◆ Passage source:
La reine se consolera de la disparition de Louis d’Orléans dans les bras d’autres amants, parmi lesquels un certain chevalier de Boisrédon. S’inspirant probablement des écrits du marquis de Sade, l’historien Philippe Erlanger dépeindra lsabelle de Bavière, à l’automne de sa vie, envahie de graisse, submergée, déformée au point que ne pouvant marcher, elle se faisait traîner dans une chaise roulante. « Jamais cependant, écrit-il encore, la colossale matrone, soufflante et gouteuse, n’avait tant aimé le faste et les plaisirs. Elle se soignait en absorbant de l’or potable… Immobile dans sa cathèdre, le chef écrasé sous le poids du hennin, le corps surchargé d’étoffes orfévrées, l’étrange dame présidait inlassablement aux ébats de la cour ».

Détail Français 2646, Chroniques Froissart, BnF, Arrivée et bon accueil de la Royne dans Paris (Bourgogne, vers 1475)

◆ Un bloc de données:
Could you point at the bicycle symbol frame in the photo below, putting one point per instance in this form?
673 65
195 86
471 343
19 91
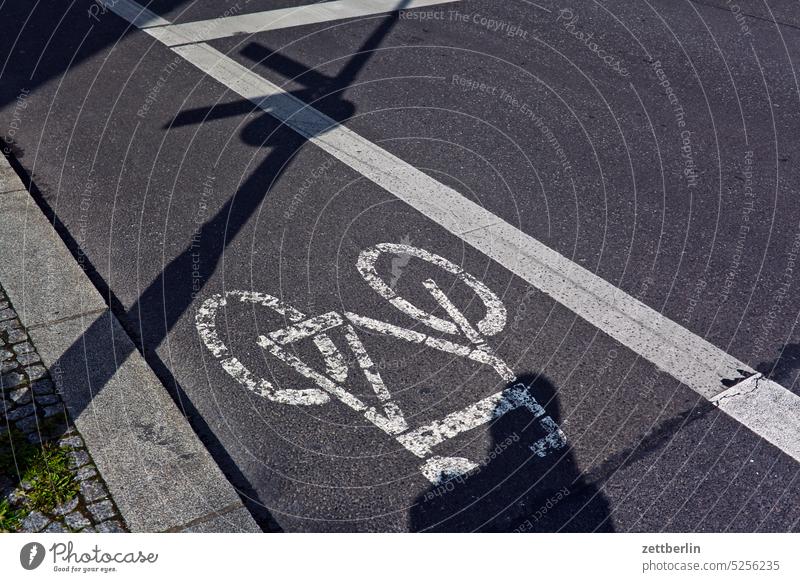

◆ Travail à faire:
- a) D'après le passage, comment la reine se soignait-elle selon Philippe Erlanger ?
- b) Expliquez, en vous appuyant sur le passage, pourquoi Isabelle de Bavière se faisait traîner dans une chaise roulante à l'automne de sa vie.
- c) Extrayez mot pour mot du passage la partie qui va de "La reine se" jusqu'à "(Bourgogne, vers 1475)" inclus.
La liste est un matériau à part, indépendant du passage.

◆ Les réponses:
- a) En absorbant de l'or potable.

- b) Selon le portrait qu'en fait Philippe Erlanger, elle était envahie de graisse, submergée et déformée au point de ne plus pouvoir marcher. C'est pour cette raison qu'elle se faisait traîner dans une chaise roulante.

- c)
La reine se consolera de la disparition de Louis d’Orléans dans les bras d’autres amants, parmi lesquels un certain chevalier de Boisrédon. S’inspirant probablement des écrits du marquis de Sade, l’historien Philippe Erlanger dépeindra lsabelle de Bavière, à l’automne de sa vie, envahie de graisse, submergée, déformée au point que ne pouvant marcher, elle se faisait traîner dans une chaise roulante. « Jamais cependant, écrit-il encore, la colossale matrone, soufflante et gouteuse, n’avait tant aimé le faste et les plaisirs. Elle se soignait en absorbant de l’or potable… Immobile dans sa cathèdre, le chef écrasé sous le poids du hennin, le corps surchargé d’étoffes orfévrées, l’étrange dame présidait inlassablement aux ébats de la cour ».

Détail Français 2646, Chroniques Froissart, BnF, Arrivée et bon accueil de la Royne dans Paris (Bourgogne, vers 1475)